* **EXERCISE AIM**:
Please copy the data below exactly, from its first line through the line holding "indicate the man's ear, a", and skip the pictures.

Entries taken from a collection:
-.-.-

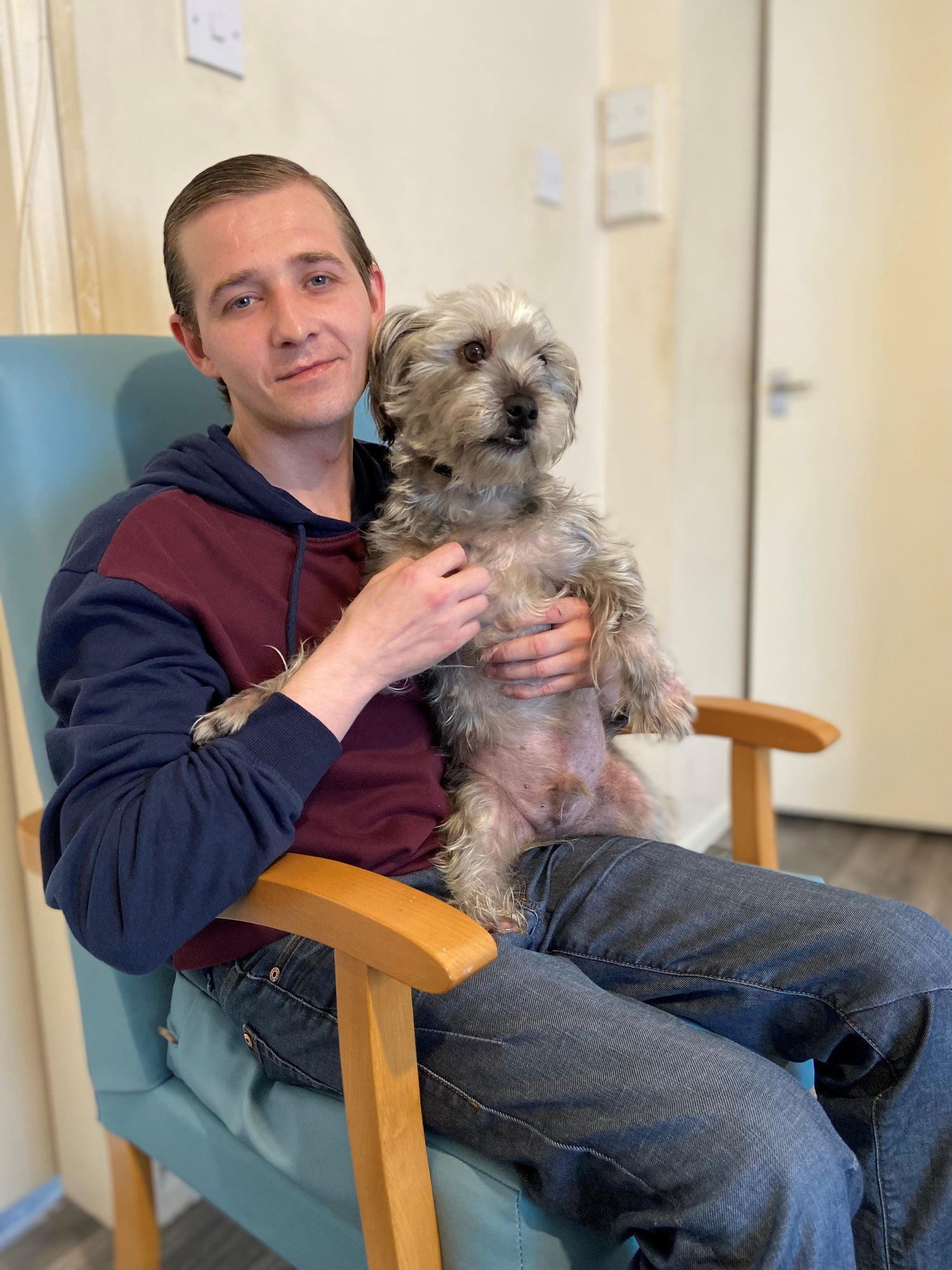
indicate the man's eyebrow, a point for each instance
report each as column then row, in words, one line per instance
column 239, row 280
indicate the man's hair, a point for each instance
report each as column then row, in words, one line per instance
column 232, row 178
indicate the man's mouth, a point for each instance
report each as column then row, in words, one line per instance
column 308, row 370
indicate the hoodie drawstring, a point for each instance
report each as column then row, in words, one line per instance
column 291, row 629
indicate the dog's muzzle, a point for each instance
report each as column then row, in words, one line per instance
column 522, row 415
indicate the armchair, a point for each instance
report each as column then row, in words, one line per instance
column 173, row 1079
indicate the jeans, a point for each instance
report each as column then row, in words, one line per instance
column 571, row 1057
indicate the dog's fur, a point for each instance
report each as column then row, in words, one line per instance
column 455, row 388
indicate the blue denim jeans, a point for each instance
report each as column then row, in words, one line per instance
column 571, row 1057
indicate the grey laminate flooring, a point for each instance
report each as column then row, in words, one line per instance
column 916, row 868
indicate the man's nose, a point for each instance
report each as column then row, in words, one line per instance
column 293, row 319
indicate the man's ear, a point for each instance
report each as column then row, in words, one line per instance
column 392, row 355
column 192, row 342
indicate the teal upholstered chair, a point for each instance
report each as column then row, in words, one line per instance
column 79, row 418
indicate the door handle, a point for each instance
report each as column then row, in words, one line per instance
column 780, row 389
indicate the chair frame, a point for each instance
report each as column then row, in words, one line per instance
column 390, row 939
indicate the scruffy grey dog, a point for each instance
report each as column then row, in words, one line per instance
column 477, row 398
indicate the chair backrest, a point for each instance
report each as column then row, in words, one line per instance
column 81, row 416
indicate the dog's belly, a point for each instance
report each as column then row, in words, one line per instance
column 550, row 769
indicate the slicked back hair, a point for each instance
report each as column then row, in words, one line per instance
column 232, row 178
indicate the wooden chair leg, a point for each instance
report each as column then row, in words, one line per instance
column 136, row 1243
column 384, row 1118
column 752, row 807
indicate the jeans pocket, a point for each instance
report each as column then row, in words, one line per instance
column 270, row 962
column 279, row 1069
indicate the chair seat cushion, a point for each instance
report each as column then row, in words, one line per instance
column 484, row 1217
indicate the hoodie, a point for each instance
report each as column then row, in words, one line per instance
column 175, row 595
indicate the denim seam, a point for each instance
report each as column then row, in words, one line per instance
column 282, row 1062
column 442, row 1032
column 531, row 1128
column 232, row 981
column 303, row 1001
column 907, row 996
column 519, row 1230
column 747, row 984
column 879, row 1183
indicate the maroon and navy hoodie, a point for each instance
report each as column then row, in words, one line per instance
column 183, row 590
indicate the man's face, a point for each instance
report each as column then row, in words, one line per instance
column 284, row 316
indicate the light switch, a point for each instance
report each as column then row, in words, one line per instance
column 629, row 114
column 214, row 35
column 631, row 194
column 550, row 177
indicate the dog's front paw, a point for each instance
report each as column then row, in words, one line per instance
column 229, row 717
column 499, row 915
column 673, row 714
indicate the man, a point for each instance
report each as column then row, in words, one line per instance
column 571, row 1055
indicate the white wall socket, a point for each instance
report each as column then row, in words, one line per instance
column 631, row 195
column 214, row 35
column 629, row 114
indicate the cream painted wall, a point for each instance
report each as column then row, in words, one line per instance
column 680, row 354
column 428, row 133
column 27, row 1159
column 714, row 368
column 425, row 119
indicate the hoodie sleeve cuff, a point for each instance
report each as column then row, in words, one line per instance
column 291, row 740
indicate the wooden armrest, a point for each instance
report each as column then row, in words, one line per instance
column 755, row 723
column 29, row 841
column 404, row 933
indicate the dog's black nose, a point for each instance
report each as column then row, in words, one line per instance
column 522, row 410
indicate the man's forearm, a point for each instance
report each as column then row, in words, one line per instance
column 333, row 686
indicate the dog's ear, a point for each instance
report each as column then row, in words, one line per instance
column 569, row 374
column 389, row 364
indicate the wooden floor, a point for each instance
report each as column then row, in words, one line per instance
column 916, row 868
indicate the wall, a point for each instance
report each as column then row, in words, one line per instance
column 714, row 370
column 425, row 119
column 680, row 364
column 27, row 1159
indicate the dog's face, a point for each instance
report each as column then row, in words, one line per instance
column 475, row 382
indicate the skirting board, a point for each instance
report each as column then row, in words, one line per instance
column 708, row 830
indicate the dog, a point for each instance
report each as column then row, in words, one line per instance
column 477, row 396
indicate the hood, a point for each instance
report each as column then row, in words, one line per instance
column 213, row 468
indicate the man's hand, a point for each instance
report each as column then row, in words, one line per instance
column 407, row 619
column 562, row 658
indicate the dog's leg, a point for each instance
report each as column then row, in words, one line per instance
column 233, row 714
column 651, row 693
column 484, row 836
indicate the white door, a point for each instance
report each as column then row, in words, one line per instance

-.-.-

* **WRITTEN SOLUTION**:
indicate the man's eyebrow, a point for each instance
report each as column then row, in words, one line per instance
column 239, row 280
indicate the man's hair, a point for each instance
report each as column then row, in words, one line per instance
column 232, row 178
indicate the man's mouth, a point for each instance
report each as column then row, in words, one line per instance
column 308, row 370
indicate the hoodie drawstring, a point for each instance
report each as column then row, in words, one line per instance
column 291, row 629
indicate the dog's muzzle, a point for each instance
report each as column then row, in words, one line per instance
column 522, row 415
indicate the armchair, a point for each instance
report each as column then row, in words, one line per instance
column 173, row 1079
indicate the jeans, a point for each instance
report each as column then row, in words, one line per instance
column 571, row 1057
indicate the dog's fur, a point for each instance
report each as column then row, in words, one line per instance
column 455, row 388
indicate the blue denim jeans, a point for each instance
report each as column then row, in words, one line per instance
column 571, row 1057
indicate the grey laminate flooring, a point for each instance
report each as column then row, in words, one line per instance
column 916, row 868
indicate the man's nose, a point for each instance
report each as column then row, in words, one line per instance
column 293, row 319
indicate the man's ear, a point for each instance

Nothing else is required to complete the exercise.